Goal of the exercise: Return each line of the entries that mentions the word "shrub".
+++ Available data +++
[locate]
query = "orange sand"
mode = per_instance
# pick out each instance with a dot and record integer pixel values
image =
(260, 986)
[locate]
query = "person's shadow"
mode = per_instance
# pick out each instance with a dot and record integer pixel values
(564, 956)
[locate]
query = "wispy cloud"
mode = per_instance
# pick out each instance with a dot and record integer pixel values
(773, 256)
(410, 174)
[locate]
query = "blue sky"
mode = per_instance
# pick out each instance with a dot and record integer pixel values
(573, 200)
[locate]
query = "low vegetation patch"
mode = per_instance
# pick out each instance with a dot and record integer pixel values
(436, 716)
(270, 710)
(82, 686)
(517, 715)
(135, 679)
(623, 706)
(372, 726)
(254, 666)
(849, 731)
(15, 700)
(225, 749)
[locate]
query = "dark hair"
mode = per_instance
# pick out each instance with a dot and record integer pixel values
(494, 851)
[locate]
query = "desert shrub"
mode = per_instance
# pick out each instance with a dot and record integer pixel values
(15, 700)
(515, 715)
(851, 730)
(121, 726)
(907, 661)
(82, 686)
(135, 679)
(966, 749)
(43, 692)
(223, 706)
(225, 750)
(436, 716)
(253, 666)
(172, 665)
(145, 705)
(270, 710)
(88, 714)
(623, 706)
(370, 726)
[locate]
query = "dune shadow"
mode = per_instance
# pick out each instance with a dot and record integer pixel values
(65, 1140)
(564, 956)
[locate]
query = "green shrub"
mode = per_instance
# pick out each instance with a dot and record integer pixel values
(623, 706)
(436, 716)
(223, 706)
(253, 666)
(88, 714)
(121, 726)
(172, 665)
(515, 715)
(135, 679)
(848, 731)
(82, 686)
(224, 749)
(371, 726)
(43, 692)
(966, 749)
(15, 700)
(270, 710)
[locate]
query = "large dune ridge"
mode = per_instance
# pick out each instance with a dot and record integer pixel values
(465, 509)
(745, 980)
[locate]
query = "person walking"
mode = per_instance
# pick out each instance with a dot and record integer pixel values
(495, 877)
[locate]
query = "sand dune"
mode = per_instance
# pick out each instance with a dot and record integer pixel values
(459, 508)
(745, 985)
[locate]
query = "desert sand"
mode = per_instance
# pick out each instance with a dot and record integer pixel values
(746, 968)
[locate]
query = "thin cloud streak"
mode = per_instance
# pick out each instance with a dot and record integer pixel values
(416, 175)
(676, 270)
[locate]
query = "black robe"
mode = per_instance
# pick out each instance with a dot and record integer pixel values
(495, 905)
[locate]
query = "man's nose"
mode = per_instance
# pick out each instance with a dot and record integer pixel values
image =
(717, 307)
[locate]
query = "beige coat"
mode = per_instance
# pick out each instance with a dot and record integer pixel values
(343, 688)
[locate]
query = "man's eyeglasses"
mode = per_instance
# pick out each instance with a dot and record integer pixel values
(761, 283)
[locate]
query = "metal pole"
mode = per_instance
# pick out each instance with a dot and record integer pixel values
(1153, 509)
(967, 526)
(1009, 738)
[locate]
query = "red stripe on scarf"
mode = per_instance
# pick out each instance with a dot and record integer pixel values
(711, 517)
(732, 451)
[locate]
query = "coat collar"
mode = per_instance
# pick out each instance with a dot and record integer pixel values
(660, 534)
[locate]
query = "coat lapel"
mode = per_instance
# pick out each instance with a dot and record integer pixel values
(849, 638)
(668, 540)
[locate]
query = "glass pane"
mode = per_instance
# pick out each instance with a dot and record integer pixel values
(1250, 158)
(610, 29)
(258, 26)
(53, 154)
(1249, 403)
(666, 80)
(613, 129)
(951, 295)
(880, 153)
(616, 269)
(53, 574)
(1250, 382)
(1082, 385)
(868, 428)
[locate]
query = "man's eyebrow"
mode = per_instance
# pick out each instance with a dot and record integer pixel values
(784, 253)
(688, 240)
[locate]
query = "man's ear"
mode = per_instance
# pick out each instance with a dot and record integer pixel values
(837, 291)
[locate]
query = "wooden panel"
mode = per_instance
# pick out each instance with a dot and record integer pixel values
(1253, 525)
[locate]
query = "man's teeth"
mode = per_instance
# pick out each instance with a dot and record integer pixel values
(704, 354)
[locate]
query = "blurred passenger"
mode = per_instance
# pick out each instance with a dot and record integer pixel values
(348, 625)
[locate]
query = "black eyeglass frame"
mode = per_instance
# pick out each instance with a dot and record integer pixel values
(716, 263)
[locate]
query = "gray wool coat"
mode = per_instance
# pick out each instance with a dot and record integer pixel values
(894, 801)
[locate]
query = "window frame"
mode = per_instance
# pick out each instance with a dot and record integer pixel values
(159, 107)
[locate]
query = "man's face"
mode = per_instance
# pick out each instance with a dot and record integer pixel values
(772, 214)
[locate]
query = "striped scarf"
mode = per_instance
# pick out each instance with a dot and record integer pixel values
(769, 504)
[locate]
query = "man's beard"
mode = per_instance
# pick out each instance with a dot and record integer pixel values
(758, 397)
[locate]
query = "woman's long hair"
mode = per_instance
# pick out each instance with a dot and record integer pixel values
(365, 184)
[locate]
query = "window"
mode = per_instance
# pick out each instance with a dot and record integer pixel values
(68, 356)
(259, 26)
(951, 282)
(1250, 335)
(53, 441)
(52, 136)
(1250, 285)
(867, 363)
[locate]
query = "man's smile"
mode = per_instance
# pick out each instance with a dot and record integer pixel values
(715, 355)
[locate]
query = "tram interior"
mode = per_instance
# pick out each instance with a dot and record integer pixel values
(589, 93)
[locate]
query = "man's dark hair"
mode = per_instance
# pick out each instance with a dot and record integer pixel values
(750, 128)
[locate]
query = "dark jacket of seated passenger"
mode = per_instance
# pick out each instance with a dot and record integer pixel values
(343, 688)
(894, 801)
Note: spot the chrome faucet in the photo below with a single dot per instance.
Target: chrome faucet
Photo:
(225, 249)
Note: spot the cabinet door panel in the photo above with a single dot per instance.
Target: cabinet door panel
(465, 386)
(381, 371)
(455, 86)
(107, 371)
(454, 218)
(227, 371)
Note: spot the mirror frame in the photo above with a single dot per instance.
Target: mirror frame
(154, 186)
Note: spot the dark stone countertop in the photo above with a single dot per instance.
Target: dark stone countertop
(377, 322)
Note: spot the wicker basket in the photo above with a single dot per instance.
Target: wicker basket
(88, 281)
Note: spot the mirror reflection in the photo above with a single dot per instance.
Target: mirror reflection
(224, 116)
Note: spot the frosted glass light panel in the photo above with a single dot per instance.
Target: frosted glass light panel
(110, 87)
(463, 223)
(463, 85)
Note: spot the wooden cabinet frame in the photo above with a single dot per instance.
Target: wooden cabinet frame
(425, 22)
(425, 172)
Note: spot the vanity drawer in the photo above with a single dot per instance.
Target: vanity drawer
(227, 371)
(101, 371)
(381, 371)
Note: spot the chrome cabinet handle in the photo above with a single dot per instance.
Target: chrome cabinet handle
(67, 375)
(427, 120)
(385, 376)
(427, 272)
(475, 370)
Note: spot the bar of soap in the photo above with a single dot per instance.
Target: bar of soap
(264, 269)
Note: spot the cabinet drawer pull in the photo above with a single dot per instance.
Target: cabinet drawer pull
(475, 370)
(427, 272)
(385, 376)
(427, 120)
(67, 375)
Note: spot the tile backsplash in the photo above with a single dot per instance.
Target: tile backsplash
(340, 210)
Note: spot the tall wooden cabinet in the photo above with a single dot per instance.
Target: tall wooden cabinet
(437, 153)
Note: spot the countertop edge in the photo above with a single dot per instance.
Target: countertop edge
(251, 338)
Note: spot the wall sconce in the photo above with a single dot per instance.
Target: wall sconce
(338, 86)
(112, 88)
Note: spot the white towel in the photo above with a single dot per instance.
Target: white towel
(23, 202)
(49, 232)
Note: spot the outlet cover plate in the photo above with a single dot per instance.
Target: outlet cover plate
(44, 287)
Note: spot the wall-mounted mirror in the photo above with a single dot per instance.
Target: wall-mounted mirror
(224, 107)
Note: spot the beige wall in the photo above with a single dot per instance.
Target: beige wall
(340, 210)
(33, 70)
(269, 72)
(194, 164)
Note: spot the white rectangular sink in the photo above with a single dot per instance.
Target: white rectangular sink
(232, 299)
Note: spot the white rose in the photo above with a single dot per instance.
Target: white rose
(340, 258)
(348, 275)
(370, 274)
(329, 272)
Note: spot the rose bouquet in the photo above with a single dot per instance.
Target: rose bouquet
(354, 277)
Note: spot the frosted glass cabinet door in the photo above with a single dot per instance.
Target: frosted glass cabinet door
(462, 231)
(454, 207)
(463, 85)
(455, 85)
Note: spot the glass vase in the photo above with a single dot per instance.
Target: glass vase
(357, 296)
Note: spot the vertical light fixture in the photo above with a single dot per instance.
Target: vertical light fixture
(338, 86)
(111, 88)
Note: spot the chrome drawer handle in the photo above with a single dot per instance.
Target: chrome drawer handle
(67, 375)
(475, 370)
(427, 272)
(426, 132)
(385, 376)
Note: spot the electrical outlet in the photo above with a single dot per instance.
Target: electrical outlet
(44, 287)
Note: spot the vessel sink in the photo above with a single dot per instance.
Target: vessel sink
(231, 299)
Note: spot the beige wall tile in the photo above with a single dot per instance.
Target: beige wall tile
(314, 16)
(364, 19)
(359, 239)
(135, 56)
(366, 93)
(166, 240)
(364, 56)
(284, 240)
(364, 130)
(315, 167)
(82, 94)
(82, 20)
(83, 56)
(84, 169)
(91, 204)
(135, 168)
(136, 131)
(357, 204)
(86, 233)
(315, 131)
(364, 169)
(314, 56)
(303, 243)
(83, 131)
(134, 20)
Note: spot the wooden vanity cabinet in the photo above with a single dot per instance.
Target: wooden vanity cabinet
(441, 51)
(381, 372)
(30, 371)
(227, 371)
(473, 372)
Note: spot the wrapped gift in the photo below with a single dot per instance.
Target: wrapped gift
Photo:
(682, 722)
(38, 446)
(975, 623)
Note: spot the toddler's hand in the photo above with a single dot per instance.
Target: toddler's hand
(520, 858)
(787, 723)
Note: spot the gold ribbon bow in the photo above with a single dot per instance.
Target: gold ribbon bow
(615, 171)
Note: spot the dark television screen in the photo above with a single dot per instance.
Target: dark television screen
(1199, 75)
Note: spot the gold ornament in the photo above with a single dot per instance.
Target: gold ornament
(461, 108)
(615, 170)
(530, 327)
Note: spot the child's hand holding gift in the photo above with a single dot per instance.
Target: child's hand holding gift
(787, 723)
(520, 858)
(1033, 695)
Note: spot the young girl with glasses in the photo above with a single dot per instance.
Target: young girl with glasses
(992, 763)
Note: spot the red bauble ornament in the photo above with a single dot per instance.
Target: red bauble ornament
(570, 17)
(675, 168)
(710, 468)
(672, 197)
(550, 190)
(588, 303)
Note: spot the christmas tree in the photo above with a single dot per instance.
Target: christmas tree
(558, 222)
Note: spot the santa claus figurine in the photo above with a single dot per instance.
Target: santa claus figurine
+++
Answer to this exercise:
query = "desert shrub"
query = "green shrub"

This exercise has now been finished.